-------- PAGE --------

This function can be run using a single core (default) or multiple cores available in a computer. There two ways of performing parallel processing: by species or by model. If the distribution of few species is being modelled, and models are computationally intensive, then processing by model will provide best results. If there are many species, probably parallel processing by species (split species across the multiple cores of a computer) will be faster.
# For single or multiple species
# using a single core (default)
mxnt.mdls.preds.cf <- proj_mdl_b(mxnt.mdls.preds.lst, a.proj.l = pred.cut.l)
# or using multiple cores
mxnt.mdls.preds.cf <- proj_mdl_b(mxnt.mdls.preds.lst, a.proj.l = pred.cut.l, numCores=2)
# plot projections
par(mfrow=c(1,2), mar=c(1,2,1,2))
plot(mxnt.mdls.preds.cf$Bvarieg$mxnt.preds$ncurrent)
plot(mxnt.mdls.preds.cf$Bvarieg$mxnt.preds$futAC5085)
Create consensual projections across GCMs by (e.g.) year and/or RCP
The climate scenario projections can be grouped and averaged to create consensual projections. Here we downloaded two GCMs for 2050 and two for 2070, both at RCP 8.5. So, the GCMs will be averaged by year.

--------

## [EXERCISE INSTRUCTIONS]
Answer these questions using the page above:
1. Which way of parallel processing gives the best results when only a few species are modeled and the models are computationally intensive?
2. In the multiple-core example, what value is given for numCores?
3. By what will the GCMs be averaged to create the consensual projections?
The records after this point are separate material and are not connected to the page above.

-------- MATERIAL SUPPLIED --------

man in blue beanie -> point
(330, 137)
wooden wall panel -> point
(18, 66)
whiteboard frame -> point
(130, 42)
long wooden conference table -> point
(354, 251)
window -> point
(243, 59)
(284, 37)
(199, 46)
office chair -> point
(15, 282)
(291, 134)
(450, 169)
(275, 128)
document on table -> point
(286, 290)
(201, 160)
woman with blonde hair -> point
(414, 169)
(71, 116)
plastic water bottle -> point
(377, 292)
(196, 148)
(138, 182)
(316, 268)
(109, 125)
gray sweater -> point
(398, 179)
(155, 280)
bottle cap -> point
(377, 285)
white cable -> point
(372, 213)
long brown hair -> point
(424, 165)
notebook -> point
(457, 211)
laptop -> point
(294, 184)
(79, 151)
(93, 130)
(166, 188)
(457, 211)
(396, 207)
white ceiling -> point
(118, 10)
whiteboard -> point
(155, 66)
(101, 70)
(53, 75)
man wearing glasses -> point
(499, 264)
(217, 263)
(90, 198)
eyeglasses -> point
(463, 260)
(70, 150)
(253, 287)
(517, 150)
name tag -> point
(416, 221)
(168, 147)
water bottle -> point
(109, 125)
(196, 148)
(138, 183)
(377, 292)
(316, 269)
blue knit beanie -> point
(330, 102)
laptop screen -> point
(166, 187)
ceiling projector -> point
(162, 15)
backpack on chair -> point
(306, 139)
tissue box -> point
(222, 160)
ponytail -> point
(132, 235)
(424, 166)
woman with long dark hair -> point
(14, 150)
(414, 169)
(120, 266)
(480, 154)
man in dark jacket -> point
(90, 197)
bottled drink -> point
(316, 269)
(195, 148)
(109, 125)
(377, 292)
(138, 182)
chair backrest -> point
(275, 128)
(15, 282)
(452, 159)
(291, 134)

--------

## [SOLUTION]
1. Processing by model.
2. 2.
3. By year.